Data extract ▸
····················

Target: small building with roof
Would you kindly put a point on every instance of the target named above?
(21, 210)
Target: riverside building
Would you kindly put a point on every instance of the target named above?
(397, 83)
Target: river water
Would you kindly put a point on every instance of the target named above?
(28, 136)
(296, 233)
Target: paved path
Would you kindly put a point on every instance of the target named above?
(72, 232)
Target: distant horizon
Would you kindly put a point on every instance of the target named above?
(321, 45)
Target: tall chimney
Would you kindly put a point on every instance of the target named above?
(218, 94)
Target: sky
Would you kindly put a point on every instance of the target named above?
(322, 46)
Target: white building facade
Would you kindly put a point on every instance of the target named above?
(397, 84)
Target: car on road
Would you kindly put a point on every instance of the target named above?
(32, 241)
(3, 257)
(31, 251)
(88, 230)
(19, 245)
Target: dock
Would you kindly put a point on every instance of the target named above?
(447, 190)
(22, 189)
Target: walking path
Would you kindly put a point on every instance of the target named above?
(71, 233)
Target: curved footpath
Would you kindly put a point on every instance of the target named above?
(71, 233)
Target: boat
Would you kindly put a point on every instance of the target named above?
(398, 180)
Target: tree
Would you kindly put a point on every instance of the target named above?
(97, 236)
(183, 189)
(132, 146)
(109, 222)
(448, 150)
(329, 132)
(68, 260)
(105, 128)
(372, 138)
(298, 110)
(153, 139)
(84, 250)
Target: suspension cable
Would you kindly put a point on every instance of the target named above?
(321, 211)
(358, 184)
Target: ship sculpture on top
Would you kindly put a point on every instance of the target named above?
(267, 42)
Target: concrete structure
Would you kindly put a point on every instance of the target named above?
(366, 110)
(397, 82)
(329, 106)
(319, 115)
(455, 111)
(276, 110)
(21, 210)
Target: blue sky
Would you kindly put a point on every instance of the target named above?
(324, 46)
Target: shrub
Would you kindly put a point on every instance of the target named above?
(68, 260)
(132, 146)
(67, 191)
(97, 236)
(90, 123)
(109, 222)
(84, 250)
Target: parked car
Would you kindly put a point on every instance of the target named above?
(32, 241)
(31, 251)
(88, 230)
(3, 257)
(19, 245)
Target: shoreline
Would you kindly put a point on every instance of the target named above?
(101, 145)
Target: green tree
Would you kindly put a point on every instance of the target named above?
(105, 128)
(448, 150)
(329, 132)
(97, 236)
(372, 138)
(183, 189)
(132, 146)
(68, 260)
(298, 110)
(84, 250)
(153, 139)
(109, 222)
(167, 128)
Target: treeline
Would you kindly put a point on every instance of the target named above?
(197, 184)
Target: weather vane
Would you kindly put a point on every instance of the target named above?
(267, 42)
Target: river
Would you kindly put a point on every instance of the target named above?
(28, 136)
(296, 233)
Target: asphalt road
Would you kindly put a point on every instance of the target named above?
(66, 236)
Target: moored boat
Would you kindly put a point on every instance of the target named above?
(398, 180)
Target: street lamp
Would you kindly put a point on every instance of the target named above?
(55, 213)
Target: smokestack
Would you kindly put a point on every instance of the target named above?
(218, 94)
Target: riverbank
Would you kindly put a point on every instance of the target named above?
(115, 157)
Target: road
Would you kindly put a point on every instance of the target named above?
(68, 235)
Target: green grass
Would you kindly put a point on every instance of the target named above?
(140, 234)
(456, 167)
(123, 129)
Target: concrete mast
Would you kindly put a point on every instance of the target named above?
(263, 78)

····················

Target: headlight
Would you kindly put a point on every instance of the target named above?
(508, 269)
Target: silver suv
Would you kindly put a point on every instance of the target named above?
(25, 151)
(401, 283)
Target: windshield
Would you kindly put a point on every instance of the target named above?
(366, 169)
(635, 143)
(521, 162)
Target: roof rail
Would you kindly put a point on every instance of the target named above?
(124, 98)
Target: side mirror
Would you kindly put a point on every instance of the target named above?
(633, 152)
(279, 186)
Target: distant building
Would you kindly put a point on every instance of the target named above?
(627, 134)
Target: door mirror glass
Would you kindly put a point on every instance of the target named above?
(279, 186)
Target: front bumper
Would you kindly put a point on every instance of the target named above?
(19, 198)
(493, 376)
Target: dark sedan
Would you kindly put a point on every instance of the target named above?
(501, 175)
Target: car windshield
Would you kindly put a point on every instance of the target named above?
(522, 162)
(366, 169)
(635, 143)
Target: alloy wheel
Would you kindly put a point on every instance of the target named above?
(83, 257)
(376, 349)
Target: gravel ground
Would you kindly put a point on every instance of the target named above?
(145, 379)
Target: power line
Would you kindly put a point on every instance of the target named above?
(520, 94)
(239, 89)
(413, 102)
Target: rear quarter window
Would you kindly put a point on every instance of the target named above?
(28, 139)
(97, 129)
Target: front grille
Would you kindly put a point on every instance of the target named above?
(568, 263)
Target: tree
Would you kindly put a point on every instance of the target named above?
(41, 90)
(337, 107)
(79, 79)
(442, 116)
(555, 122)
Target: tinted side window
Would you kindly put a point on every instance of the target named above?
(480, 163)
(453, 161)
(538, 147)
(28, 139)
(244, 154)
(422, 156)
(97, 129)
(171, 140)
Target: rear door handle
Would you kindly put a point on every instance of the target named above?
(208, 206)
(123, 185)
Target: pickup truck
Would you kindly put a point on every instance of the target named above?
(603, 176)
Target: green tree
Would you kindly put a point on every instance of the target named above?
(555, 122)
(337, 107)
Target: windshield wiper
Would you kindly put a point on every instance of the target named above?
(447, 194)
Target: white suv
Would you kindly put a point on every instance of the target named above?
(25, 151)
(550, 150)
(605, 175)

····················

Given instruction ▸
Tally the lines in the material above that contain the string "roof", counting only matches with the same capitalization. Reply with the number alone.

Exercise result ▸
2